◆ EXERCISE INSTRUCTIONS
Render the listing below as a JSON array of strings, with one string for each line and blank lines omitted.

◆ DATA ROWS
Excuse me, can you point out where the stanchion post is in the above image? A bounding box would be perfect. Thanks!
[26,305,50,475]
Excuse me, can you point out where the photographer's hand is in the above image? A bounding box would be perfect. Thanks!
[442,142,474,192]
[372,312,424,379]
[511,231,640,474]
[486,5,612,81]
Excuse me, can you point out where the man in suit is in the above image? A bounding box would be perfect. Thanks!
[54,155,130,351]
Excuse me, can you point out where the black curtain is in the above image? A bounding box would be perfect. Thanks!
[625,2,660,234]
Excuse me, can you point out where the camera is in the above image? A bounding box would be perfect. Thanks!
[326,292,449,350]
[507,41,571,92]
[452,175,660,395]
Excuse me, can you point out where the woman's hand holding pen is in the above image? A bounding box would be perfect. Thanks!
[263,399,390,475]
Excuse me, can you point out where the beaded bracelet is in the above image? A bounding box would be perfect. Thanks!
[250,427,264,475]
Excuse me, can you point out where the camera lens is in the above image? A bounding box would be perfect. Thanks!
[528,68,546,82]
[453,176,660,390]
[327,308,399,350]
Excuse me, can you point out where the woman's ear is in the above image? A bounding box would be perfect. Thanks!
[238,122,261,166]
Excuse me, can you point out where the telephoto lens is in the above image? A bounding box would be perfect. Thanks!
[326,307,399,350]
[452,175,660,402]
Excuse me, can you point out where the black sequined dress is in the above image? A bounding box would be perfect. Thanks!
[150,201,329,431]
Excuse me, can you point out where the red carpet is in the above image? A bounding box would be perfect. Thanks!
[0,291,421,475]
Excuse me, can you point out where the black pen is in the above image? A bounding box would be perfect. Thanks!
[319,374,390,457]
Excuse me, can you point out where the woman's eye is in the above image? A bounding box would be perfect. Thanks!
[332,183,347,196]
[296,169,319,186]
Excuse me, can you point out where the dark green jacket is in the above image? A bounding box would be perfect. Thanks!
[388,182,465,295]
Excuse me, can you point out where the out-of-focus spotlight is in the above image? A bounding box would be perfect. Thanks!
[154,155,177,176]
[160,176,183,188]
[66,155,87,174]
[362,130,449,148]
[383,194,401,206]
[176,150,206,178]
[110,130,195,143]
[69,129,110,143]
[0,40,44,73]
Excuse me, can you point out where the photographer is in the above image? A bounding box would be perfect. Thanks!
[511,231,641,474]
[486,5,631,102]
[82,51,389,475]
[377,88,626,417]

◆ COMPLETE RESPONSE
[
  "Excuse me, can you point out where the stanchion post is in the above image? A bounding box would be perfect. Thanks!",
  "[26,305,50,475]",
  "Excuse me, can you point out where the photographer's hand is in the above image? A bounding box would be perfect. Thanks!",
  "[442,142,474,192]",
  "[372,312,424,379]",
  "[511,231,640,474]",
  "[486,5,612,81]",
  "Excuse me, can you point out where the man in suit is in the above image? A bounding box would be perfect. Thanks!",
  "[54,155,130,351]",
  "Excuse me, can you point out where the black curtain is in the above image? A bounding box would be perfect. Thanks!",
  "[625,2,660,234]",
  "Excuse me, can you point out where the camera is in the above image? A bounding box would be perfect. Thanks!",
  "[326,292,449,350]",
  "[507,41,571,92]",
  "[452,175,660,395]",
  "Excuse me, can you point out where the woman's hand holding pen is in the above image? A bounding box would be perfect. Thanks!",
  "[263,399,390,475]",
  "Excuse me, can you point out where the beaded bracelet is in the above image? A bounding box would be perfect. Thanks!",
  "[250,427,264,475]",
  "Excuse me, can you point out where the camera lens is in the above image? A bounding box would be perfect. Thanks!",
  "[528,68,546,82]",
  "[453,176,660,390]",
  "[327,308,399,350]",
  "Excuse me, can you point out where the woman's ear is in the above image? A bounding box would be perfect. Thanks!",
  "[238,122,261,166]",
  "Excuse me, can you point out where the telephoto lens is in the above image? A bounding box would be perfect. Thanks!",
  "[326,307,399,350]",
  "[452,175,660,402]",
  "Excuse me, can you point out where the black sequined dress is in the above image? A bounding box would be perfect. Thanks!",
  "[150,201,329,431]",
  "Excuse me, can you point out where the red carpet is in the above image? A bounding box would be perfect. Thanks!",
  "[0,291,421,475]",
  "Excuse me, can you point out where the black pen is in the above image? A bounding box would be perfect. Thanks!",
  "[319,374,390,457]",
  "Excuse me, can you point out where the woman's eye is in the above image? A bounding box would be perfect. Thanks!",
  "[332,183,347,196]",
  "[296,169,319,186]",
  "Excuse me, can you point out where the dark green jacket is in the above image? A bounding box would be perfect. Thanks!",
  "[388,182,465,295]",
  "Excuse me, can you point out where the out-of-focus spotlight is in the above image? A bounding box would be perfect. Thanks!",
  "[154,155,177,176]",
  "[160,176,183,188]",
  "[66,155,87,174]",
  "[362,130,449,148]",
  "[383,194,401,206]",
  "[176,150,206,178]",
  "[110,130,195,143]",
  "[69,129,110,143]",
  "[0,40,44,73]",
  "Excuse me, can you point out where the photographer is in the above image? A bounding box would be perfect. Thanks!",
  "[511,231,641,474]",
  "[486,5,631,102]",
  "[82,51,389,475]",
  "[377,88,626,417]"
]